**Records from a dataset**
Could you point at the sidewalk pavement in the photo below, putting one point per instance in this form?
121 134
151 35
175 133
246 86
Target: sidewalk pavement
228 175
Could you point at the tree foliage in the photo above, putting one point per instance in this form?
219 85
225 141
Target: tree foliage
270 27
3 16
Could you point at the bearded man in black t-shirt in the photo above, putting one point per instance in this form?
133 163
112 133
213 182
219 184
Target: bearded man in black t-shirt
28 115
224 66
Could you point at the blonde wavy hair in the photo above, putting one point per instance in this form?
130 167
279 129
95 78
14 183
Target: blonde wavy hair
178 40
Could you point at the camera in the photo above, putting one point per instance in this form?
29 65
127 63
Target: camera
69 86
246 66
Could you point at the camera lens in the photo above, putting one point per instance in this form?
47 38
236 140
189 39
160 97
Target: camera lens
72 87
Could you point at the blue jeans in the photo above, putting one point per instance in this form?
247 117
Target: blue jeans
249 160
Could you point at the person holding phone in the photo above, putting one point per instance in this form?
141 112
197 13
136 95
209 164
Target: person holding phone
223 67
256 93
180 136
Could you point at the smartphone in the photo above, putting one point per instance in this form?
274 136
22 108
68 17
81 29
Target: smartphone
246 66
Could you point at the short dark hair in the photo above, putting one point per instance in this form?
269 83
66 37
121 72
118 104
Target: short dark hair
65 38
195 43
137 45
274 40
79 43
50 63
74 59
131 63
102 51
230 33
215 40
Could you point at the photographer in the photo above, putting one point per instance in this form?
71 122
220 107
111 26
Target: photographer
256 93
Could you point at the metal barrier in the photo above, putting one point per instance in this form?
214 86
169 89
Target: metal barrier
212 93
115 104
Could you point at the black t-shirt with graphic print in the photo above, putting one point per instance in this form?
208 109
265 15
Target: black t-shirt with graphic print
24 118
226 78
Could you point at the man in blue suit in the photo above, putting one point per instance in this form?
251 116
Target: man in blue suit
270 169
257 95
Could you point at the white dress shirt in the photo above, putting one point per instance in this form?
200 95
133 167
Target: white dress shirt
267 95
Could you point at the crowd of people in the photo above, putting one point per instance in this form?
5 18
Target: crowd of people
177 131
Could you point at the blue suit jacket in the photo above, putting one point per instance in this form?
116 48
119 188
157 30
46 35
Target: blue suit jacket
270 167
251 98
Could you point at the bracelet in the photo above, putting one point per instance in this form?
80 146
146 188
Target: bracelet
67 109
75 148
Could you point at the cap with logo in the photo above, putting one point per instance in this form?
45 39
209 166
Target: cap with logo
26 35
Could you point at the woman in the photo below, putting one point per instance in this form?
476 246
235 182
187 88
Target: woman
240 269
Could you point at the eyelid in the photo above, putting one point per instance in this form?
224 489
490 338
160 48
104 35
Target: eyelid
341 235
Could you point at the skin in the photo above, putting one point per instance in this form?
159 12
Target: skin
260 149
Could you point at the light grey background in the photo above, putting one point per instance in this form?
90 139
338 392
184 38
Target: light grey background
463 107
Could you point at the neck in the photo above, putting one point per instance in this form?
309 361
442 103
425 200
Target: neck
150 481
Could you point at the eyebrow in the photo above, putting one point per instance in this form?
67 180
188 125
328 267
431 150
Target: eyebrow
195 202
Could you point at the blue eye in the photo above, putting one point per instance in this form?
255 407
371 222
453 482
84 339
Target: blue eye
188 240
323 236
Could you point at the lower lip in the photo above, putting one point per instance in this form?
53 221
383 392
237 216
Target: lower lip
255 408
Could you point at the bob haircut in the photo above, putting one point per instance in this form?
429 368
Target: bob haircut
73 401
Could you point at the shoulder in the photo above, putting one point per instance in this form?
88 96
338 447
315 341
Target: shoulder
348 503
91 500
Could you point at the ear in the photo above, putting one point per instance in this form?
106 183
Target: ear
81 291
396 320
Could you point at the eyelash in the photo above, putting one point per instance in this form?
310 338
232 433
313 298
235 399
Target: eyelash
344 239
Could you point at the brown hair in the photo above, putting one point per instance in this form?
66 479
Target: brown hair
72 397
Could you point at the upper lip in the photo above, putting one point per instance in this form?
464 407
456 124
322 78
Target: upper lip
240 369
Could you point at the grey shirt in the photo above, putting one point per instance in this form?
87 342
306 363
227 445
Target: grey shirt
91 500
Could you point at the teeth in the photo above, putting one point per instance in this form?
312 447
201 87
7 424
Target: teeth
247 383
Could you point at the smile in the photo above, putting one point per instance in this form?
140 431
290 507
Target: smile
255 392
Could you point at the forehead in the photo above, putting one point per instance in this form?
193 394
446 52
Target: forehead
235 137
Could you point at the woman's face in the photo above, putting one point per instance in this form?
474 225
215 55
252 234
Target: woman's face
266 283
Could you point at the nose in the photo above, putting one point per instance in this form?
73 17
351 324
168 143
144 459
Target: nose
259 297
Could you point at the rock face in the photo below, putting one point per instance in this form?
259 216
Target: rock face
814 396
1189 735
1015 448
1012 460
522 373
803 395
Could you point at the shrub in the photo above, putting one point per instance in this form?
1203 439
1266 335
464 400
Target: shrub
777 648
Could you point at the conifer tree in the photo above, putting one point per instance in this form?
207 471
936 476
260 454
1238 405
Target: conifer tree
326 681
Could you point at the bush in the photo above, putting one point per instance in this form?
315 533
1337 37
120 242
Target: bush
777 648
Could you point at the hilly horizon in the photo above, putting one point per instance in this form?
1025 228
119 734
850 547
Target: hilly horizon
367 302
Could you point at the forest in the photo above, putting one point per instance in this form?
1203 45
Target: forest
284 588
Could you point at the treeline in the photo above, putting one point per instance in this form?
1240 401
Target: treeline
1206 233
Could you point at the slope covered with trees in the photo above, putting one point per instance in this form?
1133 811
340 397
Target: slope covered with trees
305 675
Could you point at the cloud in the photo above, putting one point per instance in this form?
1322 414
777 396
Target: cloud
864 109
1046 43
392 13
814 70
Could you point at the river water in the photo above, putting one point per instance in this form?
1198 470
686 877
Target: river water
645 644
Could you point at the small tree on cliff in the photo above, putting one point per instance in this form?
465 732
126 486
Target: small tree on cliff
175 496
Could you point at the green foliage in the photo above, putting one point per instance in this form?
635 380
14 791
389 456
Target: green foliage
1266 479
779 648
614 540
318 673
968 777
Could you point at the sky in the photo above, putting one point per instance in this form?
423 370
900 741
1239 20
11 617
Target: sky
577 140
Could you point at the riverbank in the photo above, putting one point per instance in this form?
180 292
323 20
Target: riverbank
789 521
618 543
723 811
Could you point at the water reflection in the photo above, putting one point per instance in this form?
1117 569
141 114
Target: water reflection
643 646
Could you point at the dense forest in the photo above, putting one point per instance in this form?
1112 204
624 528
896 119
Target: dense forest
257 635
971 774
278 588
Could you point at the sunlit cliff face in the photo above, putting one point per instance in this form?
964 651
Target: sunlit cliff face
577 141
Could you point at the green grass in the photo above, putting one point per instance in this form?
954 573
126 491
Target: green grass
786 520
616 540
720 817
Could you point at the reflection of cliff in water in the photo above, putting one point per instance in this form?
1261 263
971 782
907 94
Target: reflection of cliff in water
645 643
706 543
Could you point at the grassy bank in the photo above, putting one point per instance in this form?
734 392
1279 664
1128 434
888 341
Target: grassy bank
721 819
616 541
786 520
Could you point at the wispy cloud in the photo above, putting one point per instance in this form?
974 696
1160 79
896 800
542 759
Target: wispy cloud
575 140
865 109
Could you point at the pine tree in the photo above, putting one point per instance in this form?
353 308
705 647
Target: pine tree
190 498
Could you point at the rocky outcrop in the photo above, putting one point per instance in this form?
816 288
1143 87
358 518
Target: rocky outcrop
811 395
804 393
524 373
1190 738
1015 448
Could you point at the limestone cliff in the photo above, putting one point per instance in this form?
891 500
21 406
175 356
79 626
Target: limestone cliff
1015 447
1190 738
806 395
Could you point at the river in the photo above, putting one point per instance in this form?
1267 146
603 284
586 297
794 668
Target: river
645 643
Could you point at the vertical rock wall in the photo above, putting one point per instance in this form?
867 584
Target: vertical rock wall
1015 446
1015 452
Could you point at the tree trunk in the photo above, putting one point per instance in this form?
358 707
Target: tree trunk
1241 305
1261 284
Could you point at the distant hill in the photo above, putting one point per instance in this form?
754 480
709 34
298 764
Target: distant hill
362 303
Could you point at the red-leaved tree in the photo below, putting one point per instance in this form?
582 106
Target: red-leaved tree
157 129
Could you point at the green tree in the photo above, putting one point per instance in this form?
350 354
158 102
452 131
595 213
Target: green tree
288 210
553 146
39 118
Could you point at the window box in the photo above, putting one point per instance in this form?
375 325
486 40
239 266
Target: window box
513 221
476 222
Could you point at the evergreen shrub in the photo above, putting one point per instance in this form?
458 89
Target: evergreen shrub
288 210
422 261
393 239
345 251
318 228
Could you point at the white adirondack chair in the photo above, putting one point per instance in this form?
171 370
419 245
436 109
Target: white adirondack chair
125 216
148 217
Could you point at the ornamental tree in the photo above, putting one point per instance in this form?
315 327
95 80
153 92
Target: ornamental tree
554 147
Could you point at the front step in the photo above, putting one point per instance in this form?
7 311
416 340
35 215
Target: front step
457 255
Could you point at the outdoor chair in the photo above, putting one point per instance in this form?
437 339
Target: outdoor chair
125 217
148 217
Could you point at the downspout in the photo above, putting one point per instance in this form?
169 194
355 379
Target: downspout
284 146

**Exercise aim**
Once you have found every line above holding the word "below", copy those lines.

**Expected output**
Could you point at the sidewalk pavement in the photo below, putting one point per instance in this form?
Could you point at the woman in the photo below, putting one point per instance in this form?
Could you point at the rock face in the photo below, putting one point per instance in this form?
Could you point at the red-leaved tree in the photo below, putting one point per instance in this form?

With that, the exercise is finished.